**ASSIGNMENT**
Everything in the listing below should be repeated verbatim, apart from the pictures.

**PROVIDED INFORMATION**
=== Section Start ===

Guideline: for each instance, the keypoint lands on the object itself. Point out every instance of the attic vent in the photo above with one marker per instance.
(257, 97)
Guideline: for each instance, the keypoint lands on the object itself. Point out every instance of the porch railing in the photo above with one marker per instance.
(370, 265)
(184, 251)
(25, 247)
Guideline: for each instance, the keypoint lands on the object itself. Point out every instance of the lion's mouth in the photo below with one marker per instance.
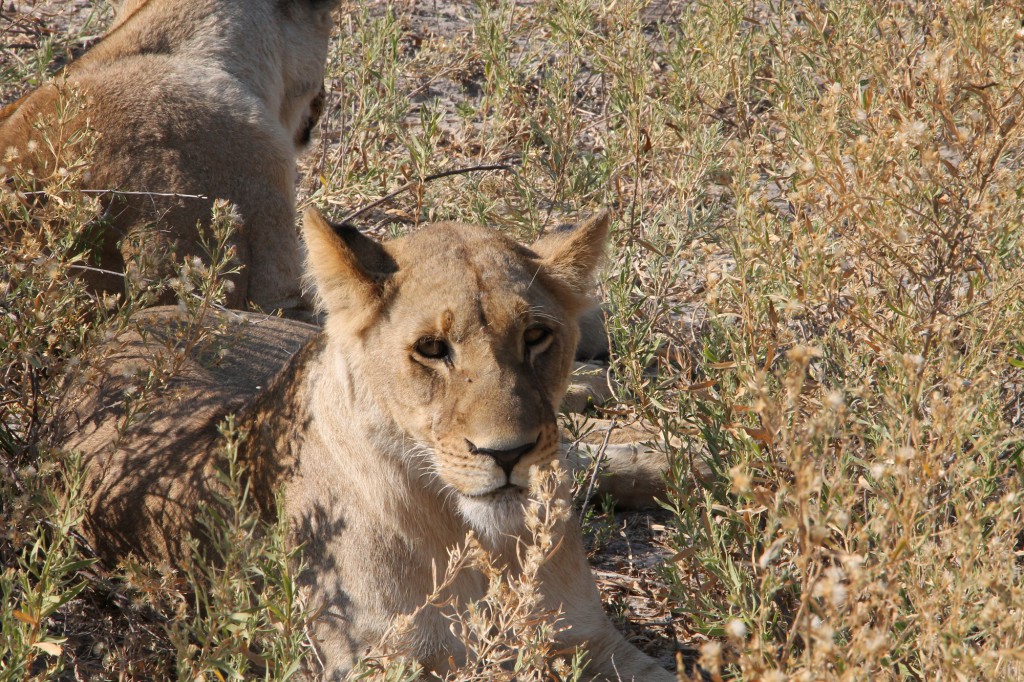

=== Section End ===

**COMPLETED EXERCISE**
Guideline: for each instance, the keypoint lands on the object itself. Point out every instance of the attic vent in the photo above with one marker per instance.
(257, 97)
Guideline: for each instance, the keypoint lands on the object itself. Point out every instance of the porch railing in the photo above with one marker per instance.
(370, 265)
(184, 251)
(25, 247)
Guideline: for each instance, the keypoint lands on the object itself. Point out every instance of the lion's mouth in the photo below with one marker per instance.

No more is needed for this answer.